**Activity list**.
- a) Rewrite the Nutella lawsuit post from "7. ::fingers in" up to and including "for breakfast, then.", swapping "Pop-Tarts" for "waffles".
- b) According to the Nutella lawsuit post, which company settled the class-action lawsuit?

**Page excerpt**.
━━━━━━━━

A class-action lawsuit has been settled against Ferrero USA, Inc., the makers of Nutella, after a mother was “shocked to learn” that Nutella isn’t exactly an ideal part of this complete breakfast.
Athena Hohenberg apparently bought into Nutella’s advertising that a couple tablespoons of Nutella make for a “balanced nutrition” addition to your kid’s breakfast, and was then totally surprised that the delicious, chocolatey goodness was chock-full of calories and fat. Seriously? Have you ever tasted this stuff? It’s amazing. One taste and there is no way you could confuse it with, say, tofu. Not coincidentally, it tastes a heck of a lot like the company’s Ferrero Rocher hazelnut chocolates.
Thank God our legal system is here to protect us from the horror of delicious chocolate-hazelnut spread! Here are my Top Ten reactions to the breaking news that Nutella is not actually a health food:
10. OMG this news is more astounding than the Kardashian-Humphries marriage implosion. I mean, there’s just no way anyone could have seen this coming.
9. So, you’re telling me that advertisers are just trying to sell me things? Color. Me. Shocked.
8. Thank you, California legal system, for protecting me against my own inability to read a nutrition label.
7. ::fingers in ears:: La la la la la I can’t hear you la la la la la.
6. I guess I’ll go back to feeding my kids Pop-Tarts and Mt. Dew for breakfast, then.

━━━━━━━━

**Given material**.
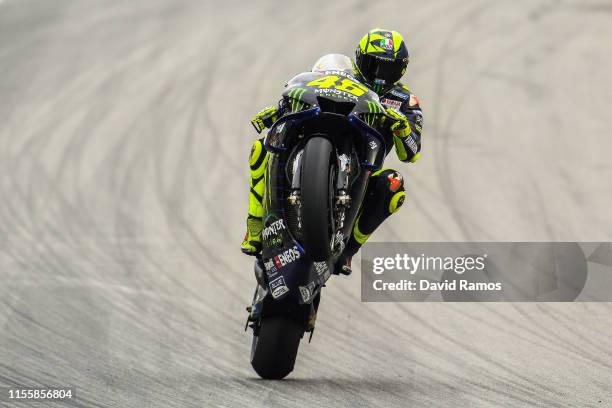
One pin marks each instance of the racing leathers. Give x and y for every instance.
(385, 191)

━━━━━━━━

**Results of the exercise**.
- a)
7. ::fingers in ears:: La la la la la I can’t hear you la la la la la.
6. I guess I’ll go back to feeding my kids waffles and Mt. Dew for breakfast, then.

- b) Ferrero USA, Inc.